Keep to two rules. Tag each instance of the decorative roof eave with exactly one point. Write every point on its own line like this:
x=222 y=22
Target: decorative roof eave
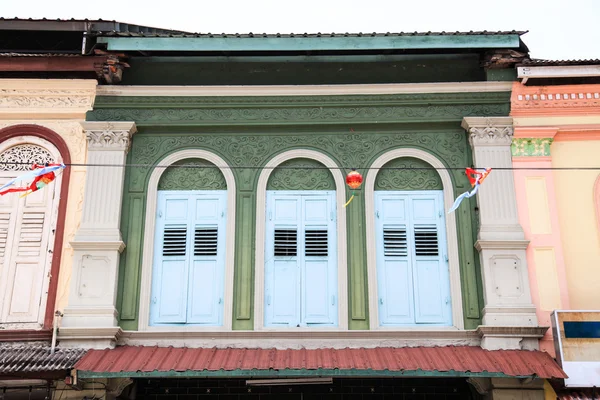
x=532 y=71
x=311 y=43
x=448 y=361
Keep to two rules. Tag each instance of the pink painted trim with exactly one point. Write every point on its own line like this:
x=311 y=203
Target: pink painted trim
x=597 y=201
x=531 y=159
x=537 y=241
x=554 y=100
x=577 y=135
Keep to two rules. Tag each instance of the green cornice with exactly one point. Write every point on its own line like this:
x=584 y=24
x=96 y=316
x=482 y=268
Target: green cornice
x=298 y=110
x=322 y=43
x=531 y=147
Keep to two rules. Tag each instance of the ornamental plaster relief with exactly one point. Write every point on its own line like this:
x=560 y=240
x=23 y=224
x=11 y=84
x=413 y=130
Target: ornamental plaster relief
x=33 y=98
x=73 y=135
x=548 y=100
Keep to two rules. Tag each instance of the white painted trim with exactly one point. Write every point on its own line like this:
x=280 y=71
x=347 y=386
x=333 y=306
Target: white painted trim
x=305 y=90
x=259 y=266
x=148 y=246
x=451 y=233
x=558 y=71
x=50 y=227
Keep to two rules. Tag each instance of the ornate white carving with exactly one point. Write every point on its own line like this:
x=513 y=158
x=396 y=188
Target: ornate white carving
x=489 y=131
x=109 y=135
x=22 y=156
x=31 y=97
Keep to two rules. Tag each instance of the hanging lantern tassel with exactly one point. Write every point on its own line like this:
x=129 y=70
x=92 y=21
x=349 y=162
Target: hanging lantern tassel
x=353 y=180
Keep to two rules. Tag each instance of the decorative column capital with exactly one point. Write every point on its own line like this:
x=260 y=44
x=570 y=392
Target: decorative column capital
x=112 y=136
x=489 y=131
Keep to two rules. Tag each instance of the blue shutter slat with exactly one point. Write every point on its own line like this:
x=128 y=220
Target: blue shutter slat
x=282 y=275
x=188 y=280
x=300 y=259
x=412 y=273
x=431 y=278
x=319 y=267
x=394 y=271
x=170 y=267
x=207 y=266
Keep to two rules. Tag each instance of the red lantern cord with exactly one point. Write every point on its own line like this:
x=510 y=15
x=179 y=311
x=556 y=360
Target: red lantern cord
x=353 y=180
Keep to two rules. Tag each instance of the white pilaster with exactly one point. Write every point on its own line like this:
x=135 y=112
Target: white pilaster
x=501 y=241
x=91 y=310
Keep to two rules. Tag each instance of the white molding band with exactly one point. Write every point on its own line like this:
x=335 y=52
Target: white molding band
x=259 y=267
x=305 y=90
x=32 y=99
x=148 y=246
x=451 y=233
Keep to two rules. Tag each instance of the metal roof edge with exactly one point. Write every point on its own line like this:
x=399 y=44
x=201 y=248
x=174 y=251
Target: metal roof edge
x=288 y=372
x=308 y=43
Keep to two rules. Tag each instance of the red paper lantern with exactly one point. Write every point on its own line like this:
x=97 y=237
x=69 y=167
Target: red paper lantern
x=354 y=179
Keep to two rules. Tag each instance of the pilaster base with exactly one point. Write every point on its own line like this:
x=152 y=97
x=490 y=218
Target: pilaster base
x=89 y=338
x=86 y=317
x=510 y=337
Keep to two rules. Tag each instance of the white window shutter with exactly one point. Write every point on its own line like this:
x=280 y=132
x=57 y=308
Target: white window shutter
x=431 y=276
x=413 y=279
x=207 y=259
x=26 y=223
x=319 y=267
x=282 y=258
x=394 y=271
x=168 y=303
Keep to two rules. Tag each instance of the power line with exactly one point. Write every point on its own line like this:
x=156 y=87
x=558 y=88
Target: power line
x=247 y=167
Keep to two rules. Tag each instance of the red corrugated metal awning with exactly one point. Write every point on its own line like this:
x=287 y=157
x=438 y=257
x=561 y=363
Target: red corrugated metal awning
x=582 y=395
x=463 y=361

▸ BRIEF
Give back every line of the material exactly as written, but not the pictures.

▸ ANSWER SPACE
Keep to two rules. Tag each instance of the decorative roof eave with exactly one point. Write every point on its own line like this:
x=222 y=22
Target: decorative roof eave
x=532 y=71
x=311 y=43
x=448 y=361
Keep to two rules. Tag each instance of the pink painted trim with exactly one point. Write every point on its own line like this:
x=311 y=203
Target: pink painted trim
x=597 y=201
x=531 y=159
x=537 y=241
x=554 y=100
x=577 y=135
Keep to two rules. Tag each instance of the green cornice with exactly one point. Write every point on its own line like this:
x=584 y=24
x=96 y=316
x=482 y=268
Target: green cornice
x=298 y=110
x=322 y=43
x=531 y=147
Keep to two rules. Tag each instance of the ornamental plaster relief with exactly one point. Write every point on its own line like this:
x=560 y=240
x=23 y=224
x=11 y=84
x=413 y=130
Target: ornamental plaster relief
x=33 y=98
x=73 y=135
x=548 y=100
Keep to two rules. Tag each instance of the white painted trim with exactly one point. Write every point on its own line like this:
x=280 y=71
x=347 y=386
x=333 y=306
Target: white painted trim
x=305 y=90
x=259 y=266
x=148 y=246
x=451 y=233
x=558 y=71
x=50 y=227
Keep to two rules. Tag each instance of the ornate white carving with exactly one point. Write every point on its own line like this:
x=513 y=158
x=396 y=188
Target: ornate white carving
x=489 y=131
x=109 y=135
x=22 y=156
x=31 y=97
Keep to two rules. Tag each instance of the hanging lantern tassel with exactly one point. Write every point on its own line like this:
x=129 y=70
x=92 y=21
x=349 y=162
Target: hanging lantern tassel
x=353 y=180
Keep to two rules. Tag each instance of the decorative column capital with exactly one point. Write every point on its own line like this:
x=260 y=44
x=570 y=392
Target: decorative column capital
x=112 y=136
x=489 y=131
Keep to two rules. Tag each instance of the blue shutter slat with exactly one point. Write every point on its own line like this:
x=128 y=220
Target: blue shutter slat
x=282 y=275
x=188 y=280
x=300 y=259
x=412 y=273
x=431 y=278
x=319 y=267
x=394 y=271
x=170 y=267
x=207 y=266
Keep to two rules. Tag each instance of the red lantern cord with exactly one point. Write every point on its own line like this:
x=510 y=15
x=179 y=311
x=556 y=360
Target: red lantern cord
x=353 y=180
Keep to two rules. Tag each instance of the white pilaster with exactly one point. Write every point on its own line like this:
x=135 y=112
Target: white pilaster
x=501 y=241
x=91 y=310
Keep to two rules. Tag each instance of the white molding band with exactly one point. Write every point on its own line like this:
x=335 y=52
Target: white molding band
x=259 y=267
x=305 y=90
x=32 y=99
x=148 y=246
x=451 y=233
Keep to two rules. Tag each instance of the metal roof edge with exactly one point. Write every point on its own line like this:
x=399 y=44
x=201 y=248
x=174 y=251
Target: metal roof edge
x=288 y=372
x=308 y=43
Keep to two rules. Tag each instance of the red paper lantern with exactly one point. Write every point on its own line like this:
x=97 y=237
x=69 y=167
Target: red paper lantern
x=354 y=179
Keep to two rules. Tag each instance of the pilaster base with exactly one point. Write every point on its own line like this:
x=152 y=97
x=490 y=218
Target: pilaster base
x=89 y=338
x=86 y=317
x=510 y=337
Keep to two rules. Tag each instance of the white window shutter with exactly one point. Write every point on its own line like this:
x=280 y=132
x=57 y=308
Target: white window shutter
x=431 y=276
x=413 y=279
x=207 y=259
x=26 y=223
x=319 y=267
x=282 y=258
x=394 y=271
x=168 y=303
Keep to two rules. Tag each instance of the power line with exactly one point. Write every point on its own line like this:
x=156 y=87
x=558 y=88
Target: power line
x=247 y=167
Keep to two rules. Tag each instance of the red corrugated metal awning with exactly one point. Write every point on its own line like this:
x=287 y=157
x=438 y=257
x=561 y=363
Target: red corrugated metal awning
x=582 y=395
x=463 y=361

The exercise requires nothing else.